David Burrowes: The focus of debate about dying must be palliative care
David Burrowes is the Member of Parliament for Enfield Southgate
When did you last talk about dying? Dying is an issue which affects us all but we rarely talk about it. In the media a discussion about terminal illness more often than not turns into one about legalising assisted suicide. On Tuesday morning Parliament has an opportunity to do better when I will be leading a debate entitled “Care for the Dying”. MPs will be able to show their support for care that achieves the best quality of life for patients even when their illness cannot be cured.
“You matter because you are you. You matter to the last moment of your life and we will do all we can to help you die peacefully, but also to live until you die.”
Most of the media give the impression that there are numerous people travelling to Switzerland to be “put down” or ending their lives at home with the help of relatives. The fact that less than 20 ‘assisted suicide’ cases cross the DPP’s desk each year gives a different picture. It is certainly different from the state of Oregon, where physician-assisted suicide was legalised in 1997, which has seen the number of such deaths quadruple. In this country most of the 550,000 who die each year have their dignity respected. In 2010, the Economist Intelligence Unit ranked Britain as top of the league of countries for the provision of end of life care. We should give more attention to the excellent work of palliative care and the hospice movement.
Aside from the small number of high profile terminally ill patients who assert their right to die, we should remember that there are still too many vulnerable people approaching the end of their lives who do not feel valued. They may well feel that their lives are “wasted”. They need the protection of the law and the provision of good quality palliative care.
In healthcare we can often equate dying with failure rather than a normal process. This attitude ignores those who will not respond to treatment but can still be significantly cared for. While death may be a tragic inevitability, palliative and hospice care can ensure that the remainder of life is a life still worth living. Palliative care improves the quality of life for patients suffering incurable, progressive illness in accordance with their values and preferences. Dying of course is not just a health issue, which is why hospices are so good at meeting social, emotional, spiritual and psychological needs. They regard the relief of suffering for the dying as being at least as important as restoring people to good health. The challenge is whether the State and Society shares this attitude.

(WORK TO COMPLETE)
1/ Write out the passage from the piece on care for the dying, beginning at the words "Aside from the" and stopping after "quality palliative care.".
2/ Answer these from the piece on care for the dying:
(a) Which constituency does David Burrowes represent as a Member of Parliament?
(b) What is the title of the debate he will lead on Tuesday morning?
(c) In what year was physician-assisted suicide legalized in Oregon?

(INFORMATION PROVIDED)
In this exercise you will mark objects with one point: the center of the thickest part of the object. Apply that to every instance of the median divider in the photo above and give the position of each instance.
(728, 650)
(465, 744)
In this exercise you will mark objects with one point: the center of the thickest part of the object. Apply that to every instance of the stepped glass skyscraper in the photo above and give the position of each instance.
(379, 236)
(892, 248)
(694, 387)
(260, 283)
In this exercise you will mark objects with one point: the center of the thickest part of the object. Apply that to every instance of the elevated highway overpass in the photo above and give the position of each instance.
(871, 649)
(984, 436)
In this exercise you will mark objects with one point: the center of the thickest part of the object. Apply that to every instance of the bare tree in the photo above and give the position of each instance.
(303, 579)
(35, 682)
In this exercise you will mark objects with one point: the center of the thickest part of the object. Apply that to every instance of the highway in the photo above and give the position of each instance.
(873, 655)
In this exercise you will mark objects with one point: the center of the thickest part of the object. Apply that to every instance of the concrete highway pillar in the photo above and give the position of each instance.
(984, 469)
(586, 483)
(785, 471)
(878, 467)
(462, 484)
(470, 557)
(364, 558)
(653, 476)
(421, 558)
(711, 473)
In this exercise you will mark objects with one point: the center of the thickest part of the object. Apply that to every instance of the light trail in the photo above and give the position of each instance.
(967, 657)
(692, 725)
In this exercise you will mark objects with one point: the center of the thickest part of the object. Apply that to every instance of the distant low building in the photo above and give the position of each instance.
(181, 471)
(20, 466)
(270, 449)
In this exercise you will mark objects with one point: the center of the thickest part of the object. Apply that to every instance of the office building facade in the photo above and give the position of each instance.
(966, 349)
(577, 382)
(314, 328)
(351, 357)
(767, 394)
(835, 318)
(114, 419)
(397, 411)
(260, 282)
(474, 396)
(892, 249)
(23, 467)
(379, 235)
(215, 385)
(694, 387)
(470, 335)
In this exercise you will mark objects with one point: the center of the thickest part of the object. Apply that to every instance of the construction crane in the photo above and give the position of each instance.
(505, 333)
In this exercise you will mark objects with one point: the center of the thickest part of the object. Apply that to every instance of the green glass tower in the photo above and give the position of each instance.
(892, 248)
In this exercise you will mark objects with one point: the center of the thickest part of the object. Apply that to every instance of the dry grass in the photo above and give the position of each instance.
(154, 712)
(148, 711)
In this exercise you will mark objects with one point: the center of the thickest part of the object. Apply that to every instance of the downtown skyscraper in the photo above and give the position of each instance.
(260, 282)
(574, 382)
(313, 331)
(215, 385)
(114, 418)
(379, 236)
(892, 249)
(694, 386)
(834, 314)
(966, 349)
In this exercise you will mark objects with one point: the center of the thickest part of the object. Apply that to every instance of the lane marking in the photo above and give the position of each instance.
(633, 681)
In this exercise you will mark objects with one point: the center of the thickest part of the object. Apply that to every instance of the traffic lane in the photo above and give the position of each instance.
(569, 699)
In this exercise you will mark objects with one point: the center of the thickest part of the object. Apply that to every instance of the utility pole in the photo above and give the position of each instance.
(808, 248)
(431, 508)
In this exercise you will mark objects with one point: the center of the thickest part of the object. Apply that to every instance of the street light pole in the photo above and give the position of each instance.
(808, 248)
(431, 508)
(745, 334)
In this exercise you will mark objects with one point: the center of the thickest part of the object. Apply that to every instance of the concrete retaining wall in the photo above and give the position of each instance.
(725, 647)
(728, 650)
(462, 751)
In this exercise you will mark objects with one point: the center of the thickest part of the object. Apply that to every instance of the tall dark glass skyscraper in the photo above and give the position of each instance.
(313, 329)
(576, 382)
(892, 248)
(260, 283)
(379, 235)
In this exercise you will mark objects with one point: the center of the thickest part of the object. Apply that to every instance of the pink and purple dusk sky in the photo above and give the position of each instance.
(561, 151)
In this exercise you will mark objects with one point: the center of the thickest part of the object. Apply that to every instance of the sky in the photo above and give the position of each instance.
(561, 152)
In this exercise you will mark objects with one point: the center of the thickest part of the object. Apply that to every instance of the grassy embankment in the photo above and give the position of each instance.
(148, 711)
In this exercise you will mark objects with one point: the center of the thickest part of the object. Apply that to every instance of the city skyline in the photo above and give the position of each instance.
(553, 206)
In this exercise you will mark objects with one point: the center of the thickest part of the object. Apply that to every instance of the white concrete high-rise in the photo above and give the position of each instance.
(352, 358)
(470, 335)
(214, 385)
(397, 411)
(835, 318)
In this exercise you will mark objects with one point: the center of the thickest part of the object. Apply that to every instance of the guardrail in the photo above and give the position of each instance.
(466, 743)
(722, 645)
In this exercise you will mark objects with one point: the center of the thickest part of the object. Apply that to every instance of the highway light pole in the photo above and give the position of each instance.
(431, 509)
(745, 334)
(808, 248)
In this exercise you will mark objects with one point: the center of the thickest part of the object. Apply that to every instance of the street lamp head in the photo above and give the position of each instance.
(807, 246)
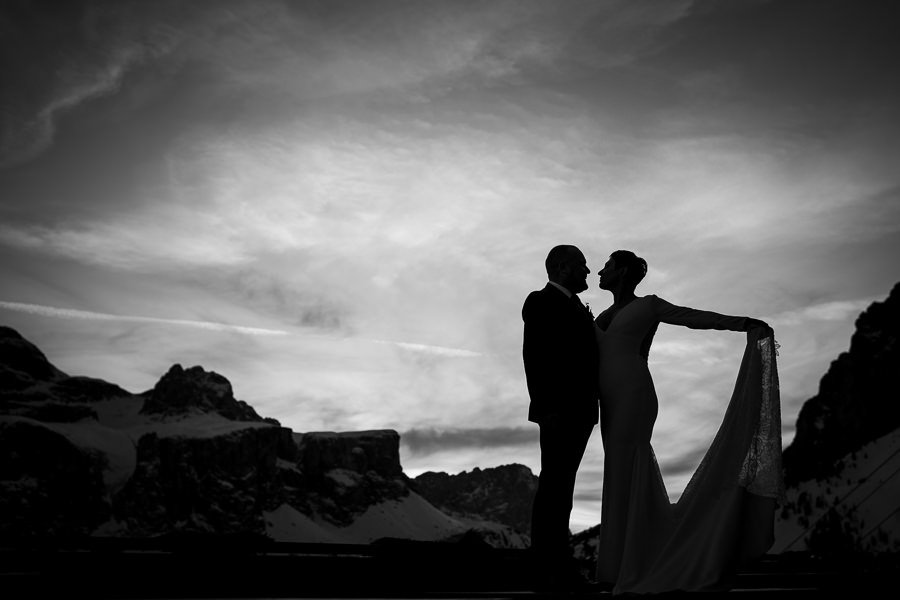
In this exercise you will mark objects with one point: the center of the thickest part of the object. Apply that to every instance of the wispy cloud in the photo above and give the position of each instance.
(69, 313)
(824, 311)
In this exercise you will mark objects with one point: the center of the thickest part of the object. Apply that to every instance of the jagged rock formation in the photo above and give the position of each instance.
(180, 391)
(854, 404)
(503, 494)
(84, 457)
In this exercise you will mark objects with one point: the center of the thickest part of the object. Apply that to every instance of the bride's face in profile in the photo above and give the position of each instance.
(609, 275)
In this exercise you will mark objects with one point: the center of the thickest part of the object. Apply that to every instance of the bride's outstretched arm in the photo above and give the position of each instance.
(666, 312)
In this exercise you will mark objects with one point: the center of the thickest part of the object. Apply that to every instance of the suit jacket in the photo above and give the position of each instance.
(559, 351)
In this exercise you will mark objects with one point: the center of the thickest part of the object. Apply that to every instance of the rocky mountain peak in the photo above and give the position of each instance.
(503, 494)
(182, 391)
(854, 404)
(22, 363)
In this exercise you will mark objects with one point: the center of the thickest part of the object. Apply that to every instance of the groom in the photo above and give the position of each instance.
(559, 351)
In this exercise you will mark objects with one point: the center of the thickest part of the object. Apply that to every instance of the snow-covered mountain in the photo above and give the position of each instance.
(84, 457)
(843, 467)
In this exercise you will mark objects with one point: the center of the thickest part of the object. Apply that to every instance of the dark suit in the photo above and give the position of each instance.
(559, 351)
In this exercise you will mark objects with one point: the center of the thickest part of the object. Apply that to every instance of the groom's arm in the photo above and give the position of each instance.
(540, 352)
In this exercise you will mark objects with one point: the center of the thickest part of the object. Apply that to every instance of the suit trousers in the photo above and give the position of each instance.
(563, 443)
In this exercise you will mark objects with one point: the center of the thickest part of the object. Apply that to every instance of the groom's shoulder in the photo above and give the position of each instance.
(540, 298)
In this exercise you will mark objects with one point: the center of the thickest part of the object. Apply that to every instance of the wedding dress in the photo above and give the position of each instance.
(725, 516)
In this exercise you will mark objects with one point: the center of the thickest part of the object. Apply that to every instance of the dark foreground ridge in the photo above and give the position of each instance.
(205, 567)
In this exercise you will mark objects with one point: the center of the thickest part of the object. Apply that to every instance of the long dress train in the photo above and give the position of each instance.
(725, 516)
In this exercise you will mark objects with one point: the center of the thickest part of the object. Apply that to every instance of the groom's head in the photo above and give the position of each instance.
(567, 266)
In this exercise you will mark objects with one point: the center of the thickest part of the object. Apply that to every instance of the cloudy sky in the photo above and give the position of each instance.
(341, 205)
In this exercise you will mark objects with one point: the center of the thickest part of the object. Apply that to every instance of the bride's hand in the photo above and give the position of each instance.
(755, 324)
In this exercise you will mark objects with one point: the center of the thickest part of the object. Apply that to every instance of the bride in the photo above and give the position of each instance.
(725, 516)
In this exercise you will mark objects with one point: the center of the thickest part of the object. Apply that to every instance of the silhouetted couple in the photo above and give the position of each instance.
(581, 371)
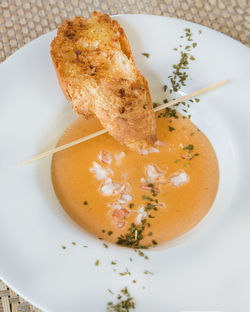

(SOLUTIONS BY TASK)
1/
Aside from the small number of high profile terminally ill patients who assert their right to die, we should remember that there are still too many vulnerable people approaching the end of their lives who do not feel valued. They may well feel that their lives are “wasted”. They need the protection of the law and the provision of good quality palliative care.

2/
(a) Enfield Southgate
(b) "Care for the Dying"
(c) 1997